EXERCISE AIM
Write out, as an exact transcription, the line that has "Exercise. Mark the ivy" and each line after it through the end of the data below.
- - - - - - -
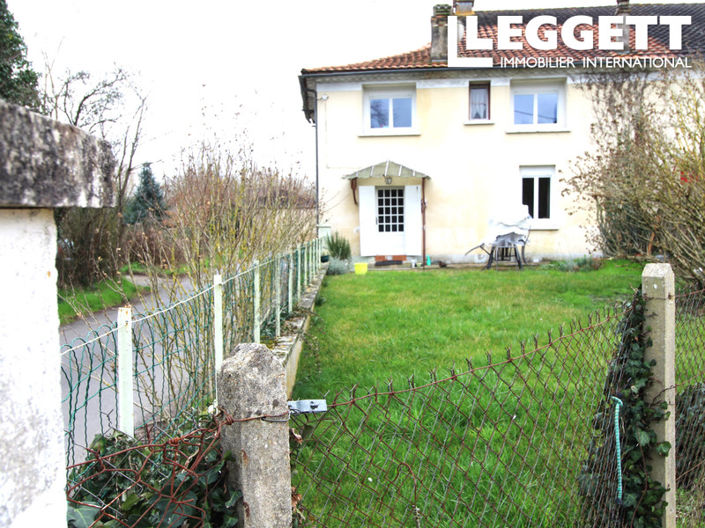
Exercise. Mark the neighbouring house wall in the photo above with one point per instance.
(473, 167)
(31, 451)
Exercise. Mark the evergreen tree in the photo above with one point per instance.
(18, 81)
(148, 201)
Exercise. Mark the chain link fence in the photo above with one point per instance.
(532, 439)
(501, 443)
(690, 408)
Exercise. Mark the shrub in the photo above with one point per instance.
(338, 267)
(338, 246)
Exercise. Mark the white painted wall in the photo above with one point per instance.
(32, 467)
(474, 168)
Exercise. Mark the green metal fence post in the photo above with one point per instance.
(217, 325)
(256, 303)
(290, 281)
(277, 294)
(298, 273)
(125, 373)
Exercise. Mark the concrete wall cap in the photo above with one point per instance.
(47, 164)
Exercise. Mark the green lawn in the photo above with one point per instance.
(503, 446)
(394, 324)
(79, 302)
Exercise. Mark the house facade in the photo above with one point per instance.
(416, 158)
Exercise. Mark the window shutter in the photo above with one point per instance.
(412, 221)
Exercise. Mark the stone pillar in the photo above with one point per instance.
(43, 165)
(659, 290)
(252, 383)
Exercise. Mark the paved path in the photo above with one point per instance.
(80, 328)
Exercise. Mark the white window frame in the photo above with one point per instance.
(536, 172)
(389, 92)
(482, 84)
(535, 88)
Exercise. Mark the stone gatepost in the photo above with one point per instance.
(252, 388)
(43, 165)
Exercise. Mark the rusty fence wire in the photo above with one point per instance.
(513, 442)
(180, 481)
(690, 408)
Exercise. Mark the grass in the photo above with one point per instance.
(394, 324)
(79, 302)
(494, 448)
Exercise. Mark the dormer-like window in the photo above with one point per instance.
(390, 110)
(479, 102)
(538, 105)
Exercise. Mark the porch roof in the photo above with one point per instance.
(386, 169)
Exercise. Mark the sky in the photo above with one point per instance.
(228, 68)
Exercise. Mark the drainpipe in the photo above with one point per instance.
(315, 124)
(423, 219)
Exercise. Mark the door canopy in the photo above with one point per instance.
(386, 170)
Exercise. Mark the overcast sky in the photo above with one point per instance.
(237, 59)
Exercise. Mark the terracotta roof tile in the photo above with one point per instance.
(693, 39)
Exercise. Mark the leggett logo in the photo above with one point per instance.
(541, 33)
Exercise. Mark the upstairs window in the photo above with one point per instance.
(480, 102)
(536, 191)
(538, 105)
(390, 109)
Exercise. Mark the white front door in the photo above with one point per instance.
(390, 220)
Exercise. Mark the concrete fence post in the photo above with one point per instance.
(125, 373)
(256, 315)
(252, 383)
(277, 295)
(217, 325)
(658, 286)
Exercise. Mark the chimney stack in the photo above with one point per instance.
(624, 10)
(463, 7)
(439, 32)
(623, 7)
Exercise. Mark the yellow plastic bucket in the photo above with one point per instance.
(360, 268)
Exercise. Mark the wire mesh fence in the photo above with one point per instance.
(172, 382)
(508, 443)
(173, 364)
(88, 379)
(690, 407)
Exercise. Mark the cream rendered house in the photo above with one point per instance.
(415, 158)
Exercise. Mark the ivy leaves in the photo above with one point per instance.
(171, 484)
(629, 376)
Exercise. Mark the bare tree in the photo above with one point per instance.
- - - - - - -
RESULT OF THIS EXERCISE
Exercise. Mark the ivy leaves in the photo above with one point per instance.
(171, 484)
(629, 376)
Exercise. Mark the bare tree in the photo above with one point per instance.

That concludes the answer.